TEXT PASSAGE
_ _ _ _ _

Oct 25 2005
Over the past ten years, separate outbreaks of the deadly Zaire strain of Ebola virus (ZEBOV) have killed hundreds of humans and tens of thousands of great apes in Gabon and the Republic of Congo - which harbor roughly 80% of the last remaining wild gorilla and chimpanzee populations.
In a new study, Peter Walsh, Roman Biek, and Leslie Real combined genetic data with information on the timing and location of past ZEBOV outbreaks to support the hypothesis that a "consistently moving wave of ZEBOV infection" recently spread to outbreak sites in Gabon and Congo.
In the prevailing view, ZEBOV arose from long-persistent local strains after increased contact between humans or great apes and an unidentified reservoir host. But Walsh et al. found support for the alternative hypothesis: that ZEBOV had recently spread to the outbreak regions. This is good news because a virus that spreads at a predictable rate in a predictable direction is far easier to control than one that emerges by chance or at the hands of an unknown trigger. The authors modeled the virus's spread based on assumptions of a long-persistent virus versus a recently emerged virus, and tested the predictions of these competing hypotheses using genetic data--gathered from gene sequences taken from human samples at the different outbreak sites--and information on the spatiotemporal dynamics of the outbreaks.
Though the strength of the individual lines of evidence is not conclusive when considered separately, taken together, they support the view that ZEBOV is spreading as a wave from the first epidemic in Yambuku, Gabon. Following its current course, ZEBOV may hit populated areas east of Odzala National Park within 1–2 years and reach most parks containing large populations of western gorillas in 3–6 years. Two Ebola outbreaks have already hit human populations west of Odzala, and over the past two years, the largest gorilla and chimp populations in the world, found in Odzala, have been devastated--the disease is spreading to the last unaffected sector of the park right now. These findings suggest that strategies to protect villagers and some of the last remaining wild apes from future outbreaks would do best to concentrate efforts at the front of the advancing wave--and start acting now.

_ _ _ _ _

Stored records:
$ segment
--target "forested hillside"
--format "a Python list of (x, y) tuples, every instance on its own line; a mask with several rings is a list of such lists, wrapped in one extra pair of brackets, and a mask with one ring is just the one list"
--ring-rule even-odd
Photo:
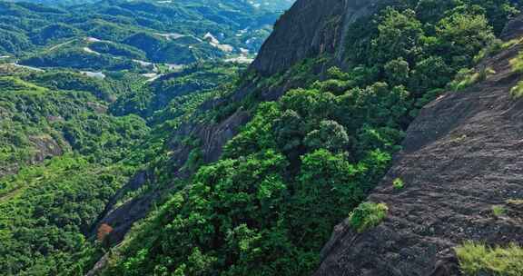
[[(424, 106), (469, 93), (499, 64), (518, 84), (520, 37), (501, 34), (520, 3), (298, 0), (242, 64), (290, 4), (0, 4), (0, 47), (19, 58), (0, 64), (0, 274), (431, 271), (432, 259), (323, 261), (350, 250), (329, 242), (338, 223), (357, 238), (399, 217), (369, 195)], [(386, 182), (400, 193), (413, 181)], [(389, 233), (369, 248), (387, 248)], [(522, 241), (459, 242), (457, 273), (523, 273)], [(508, 274), (483, 261), (497, 254)]]
[(248, 63), (284, 7), (291, 3), (143, 0), (54, 4), (0, 2), (1, 60), (39, 68), (143, 74), (158, 73), (162, 66), (177, 68), (207, 60)]

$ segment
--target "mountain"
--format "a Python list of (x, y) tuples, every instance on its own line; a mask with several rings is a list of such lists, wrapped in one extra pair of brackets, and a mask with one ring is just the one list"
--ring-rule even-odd
[[(503, 37), (520, 41), (523, 29), (508, 28)], [(387, 204), (387, 218), (362, 233), (349, 221), (338, 225), (314, 275), (460, 275), (459, 262), (481, 258), (469, 244), (455, 251), (467, 241), (505, 247), (523, 242), (521, 159), (515, 151), (521, 143), (521, 102), (514, 90), (520, 76), (511, 65), (520, 61), (521, 44), (515, 41), (477, 65), (474, 74), (492, 70), (484, 80), (446, 92), (421, 110), (368, 199)], [(403, 188), (393, 187), (397, 179)], [(482, 268), (472, 262), (466, 274), (521, 273), (514, 265), (523, 259), (512, 253), (489, 257), (515, 258), (512, 264)]]
[[(100, 30), (119, 32), (81, 43), (156, 73), (87, 58), (72, 60), (89, 72), (0, 66), (0, 271), (523, 272), (519, 2), (298, 0), (250, 65), (225, 54), (170, 68), (179, 52), (157, 40), (181, 39), (176, 20), (222, 51), (207, 24), (259, 15), (204, 2), (87, 4), (90, 17), (50, 28), (111, 18)], [(197, 25), (202, 13), (213, 15)], [(142, 32), (155, 23), (170, 27)], [(19, 41), (22, 61), (61, 60)]]

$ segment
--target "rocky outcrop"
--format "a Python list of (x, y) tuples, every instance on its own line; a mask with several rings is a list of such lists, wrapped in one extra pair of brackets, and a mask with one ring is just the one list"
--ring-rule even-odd
[(379, 0), (299, 0), (276, 23), (251, 69), (271, 75), (325, 53), (342, 56), (347, 27)]
[[(173, 133), (175, 138), (171, 143), (171, 160), (169, 167), (173, 172), (173, 176), (185, 178), (191, 175), (191, 169), (184, 168), (189, 155), (193, 149), (187, 145), (185, 141), (176, 138), (191, 138), (201, 143), (202, 162), (205, 163), (217, 161), (222, 155), (222, 149), (225, 143), (231, 140), (240, 131), (240, 127), (247, 123), (249, 115), (246, 112), (239, 110), (228, 119), (216, 124), (197, 124), (186, 123), (177, 129)], [(121, 198), (122, 191), (136, 191), (146, 183), (154, 183), (154, 175), (150, 172), (141, 172), (137, 173), (123, 187), (107, 205), (98, 223), (91, 231), (91, 235), (96, 233), (96, 229), (101, 224), (107, 224), (113, 228), (109, 239), (112, 243), (121, 242), (133, 224), (144, 218), (153, 202), (168, 193), (172, 187), (153, 190), (153, 192), (138, 196), (132, 201), (125, 202), (122, 206), (113, 209), (118, 199)]]
[[(33, 156), (29, 160), (29, 164), (38, 164), (47, 158), (63, 155), (70, 149), (69, 144), (58, 143), (54, 138), (47, 134), (34, 135), (28, 137), (34, 150)], [(15, 174), (18, 172), (20, 166), (24, 163), (11, 163), (0, 164), (0, 178), (5, 175)]]
[[(520, 24), (505, 37), (521, 36)], [(509, 64), (522, 48), (488, 59), (479, 67), (494, 75), (421, 111), (369, 198), (389, 206), (387, 219), (363, 233), (338, 225), (316, 276), (459, 275), (453, 248), (465, 241), (523, 244), (523, 209), (509, 202), (523, 199), (523, 100), (510, 96), (521, 77)], [(495, 216), (496, 205), (506, 214)]]

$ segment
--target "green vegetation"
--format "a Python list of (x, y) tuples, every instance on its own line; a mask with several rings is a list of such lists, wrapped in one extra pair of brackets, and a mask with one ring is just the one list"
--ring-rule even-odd
[[(432, 0), (390, 6), (348, 30), (345, 70), (324, 54), (270, 77), (241, 78), (237, 64), (172, 70), (147, 62), (224, 56), (202, 40), (207, 32), (257, 51), (276, 14), (243, 1), (220, 8), (212, 1), (108, 1), (67, 10), (1, 3), (0, 38), (9, 39), (0, 39), (1, 53), (105, 78), (2, 66), (0, 271), (84, 274), (116, 228), (104, 225), (104, 242), (95, 242), (100, 216), (151, 197), (153, 211), (113, 250), (105, 275), (310, 274), (348, 213), (360, 232), (386, 217), (385, 204), (364, 201), (419, 109), (457, 74), (459, 87), (492, 74), (459, 73), (479, 62), (514, 14), (509, 2), (498, 2), (449, 1), (434, 13), (426, 9)], [(242, 30), (249, 45), (236, 35)], [(142, 74), (154, 68), (162, 75)], [(264, 102), (288, 85), (299, 87)], [(236, 135), (225, 130), (222, 155), (205, 163), (202, 130), (239, 110), (251, 121)], [(138, 171), (153, 180), (124, 187)]]
[(358, 232), (363, 232), (380, 225), (388, 212), (385, 203), (363, 202), (350, 212), (349, 224)]
[(523, 249), (517, 244), (492, 248), (467, 242), (455, 250), (465, 275), (518, 276), (523, 273)]
[(523, 82), (518, 82), (516, 86), (510, 89), (510, 95), (515, 99), (519, 99), (523, 96)]
[(393, 182), (392, 182), (392, 187), (394, 187), (394, 189), (396, 190), (401, 190), (405, 187), (405, 182), (403, 182), (403, 180), (400, 178), (396, 178)]
[(505, 213), (507, 212), (507, 211), (505, 210), (505, 207), (500, 206), (500, 205), (495, 205), (492, 206), (492, 214), (496, 217), (500, 217), (505, 215)]

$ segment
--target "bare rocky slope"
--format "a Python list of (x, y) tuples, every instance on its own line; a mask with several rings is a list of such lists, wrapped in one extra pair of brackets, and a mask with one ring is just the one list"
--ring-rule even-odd
[(322, 54), (342, 56), (346, 28), (380, 0), (300, 0), (277, 22), (251, 68), (271, 75)]
[[(523, 18), (503, 37), (523, 35)], [(389, 214), (363, 233), (338, 225), (315, 273), (324, 275), (459, 275), (453, 248), (465, 241), (523, 243), (523, 101), (510, 96), (520, 80), (509, 60), (516, 45), (479, 68), (496, 74), (426, 106), (410, 126), (403, 150), (369, 200)], [(405, 188), (393, 189), (401, 178)], [(503, 206), (507, 213), (493, 214)]]

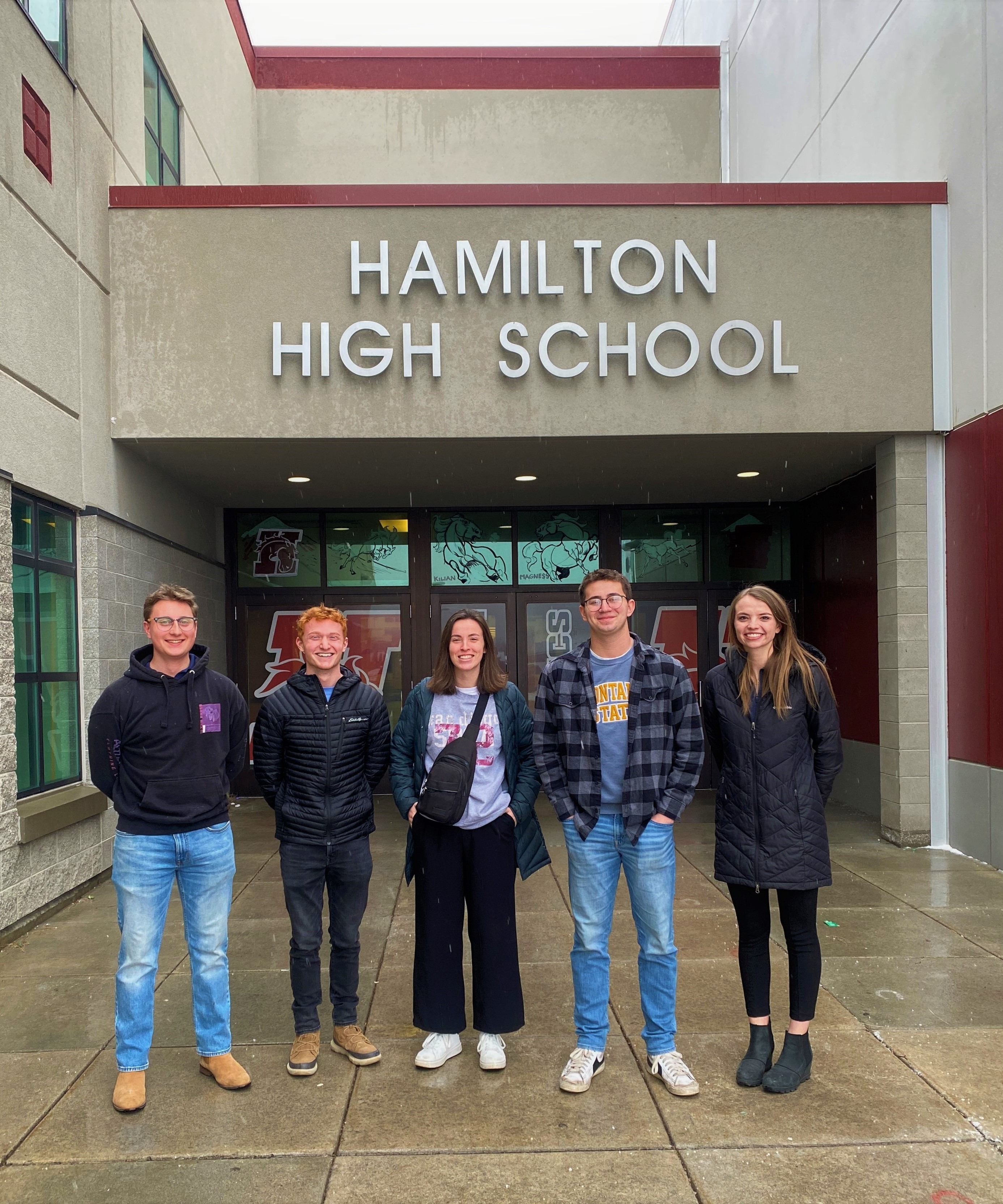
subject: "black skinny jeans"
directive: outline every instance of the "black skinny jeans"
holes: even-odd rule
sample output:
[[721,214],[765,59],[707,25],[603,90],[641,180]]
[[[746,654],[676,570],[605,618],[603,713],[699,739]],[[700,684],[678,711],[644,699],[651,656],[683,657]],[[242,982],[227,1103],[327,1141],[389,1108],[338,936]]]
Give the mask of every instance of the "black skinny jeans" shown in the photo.
[[414,816],[414,1027],[461,1033],[464,904],[473,962],[473,1027],[514,1033],[525,1023],[515,939],[515,825],[479,828]]
[[320,942],[324,937],[324,887],[330,903],[331,1013],[336,1025],[354,1025],[359,1007],[359,925],[372,877],[370,838],[344,844],[278,846],[285,909],[293,926],[289,978],[297,1033],[320,1028]]
[[[769,1015],[769,891],[728,883],[738,920],[738,969],[748,1016]],[[787,939],[791,1020],[814,1020],[822,951],[815,926],[818,887],[810,891],[777,891],[780,923]]]

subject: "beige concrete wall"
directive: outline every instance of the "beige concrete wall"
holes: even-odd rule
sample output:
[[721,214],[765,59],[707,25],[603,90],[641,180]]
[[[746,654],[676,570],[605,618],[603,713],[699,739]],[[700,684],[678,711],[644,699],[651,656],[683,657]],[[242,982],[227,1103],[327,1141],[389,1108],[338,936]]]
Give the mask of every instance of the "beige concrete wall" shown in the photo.
[[877,448],[881,834],[930,844],[926,439]]
[[[684,293],[673,278],[674,240],[685,238],[700,262],[716,240],[718,291],[708,295],[692,272]],[[350,295],[349,244],[374,259],[389,241],[389,295],[376,276]],[[417,282],[400,296],[418,238],[436,255],[447,295]],[[472,241],[482,266],[498,238],[513,242],[513,293],[496,279],[486,296],[471,283],[456,296],[456,240]],[[548,279],[560,296],[520,296],[519,241],[545,240]],[[576,238],[602,242],[594,293],[583,295]],[[614,249],[645,238],[666,253],[661,285],[629,295],[609,276]],[[253,248],[253,254],[248,250]],[[647,281],[650,259],[625,260],[629,279]],[[432,438],[477,433],[520,436],[659,435],[797,431],[928,430],[932,423],[930,317],[930,209],[924,207],[624,207],[624,208],[423,208],[423,209],[119,209],[112,214],[113,413],[122,438]],[[349,324],[376,319],[390,330],[394,360],[368,379],[350,374],[338,358]],[[692,326],[701,342],[696,366],[665,378],[645,362],[649,331],[666,320]],[[747,377],[730,377],[710,362],[714,331],[744,319],[763,332],[766,354]],[[772,323],[783,321],[783,364],[775,374]],[[498,332],[518,320],[529,330],[532,365],[521,379],[500,368]],[[299,342],[312,323],[313,371],[301,374],[287,356],[272,374],[272,323]],[[330,323],[331,374],[320,376],[320,323]],[[439,323],[442,376],[417,361],[402,372],[402,323],[414,341]],[[548,374],[538,342],[554,323],[576,321],[579,342],[562,335],[556,362],[589,367],[573,379]],[[598,376],[598,323],[609,341],[637,326],[637,376],[625,359]],[[384,343],[356,336],[359,344]],[[679,335],[659,344],[666,364],[685,358]],[[751,354],[748,335],[721,344],[731,362]],[[511,362],[515,362],[511,356]],[[615,406],[615,412],[610,411]],[[610,430],[613,423],[613,430]]]
[[720,179],[716,89],[262,90],[262,184]]
[[666,42],[731,46],[731,178],[946,179],[955,425],[1003,405],[1003,5],[677,0]]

_ _ _ _ _

AIM OF THE EXERCISE
Condense the paragraph of the Ebola text that begins "In the prevailing view" into a short bulleted list, preserving its main facts.

SOLUTION TO THIS PROBLEM
- The prevailing view holds that ZEBOV arose from long-persistent local strains after humans or great apes had more contact with an unidentified reservoir host.
- Walsh et al. instead found support for the hypothesis that ZEBOV had recently spread to the outbreak regions.
- This is good news, because a virus that spreads at a predictable rate and in a predictable direction is far easier to control than one that emerges by chance or through an unknown trigger.
- The authors modeled the virus's spread under both assumptions, a long-persistent virus and a recently emerged one.
- They tested each hypothesis's predictions using genetic data from human samples at the outbreak sites and information on the outbreaks' timing and locations.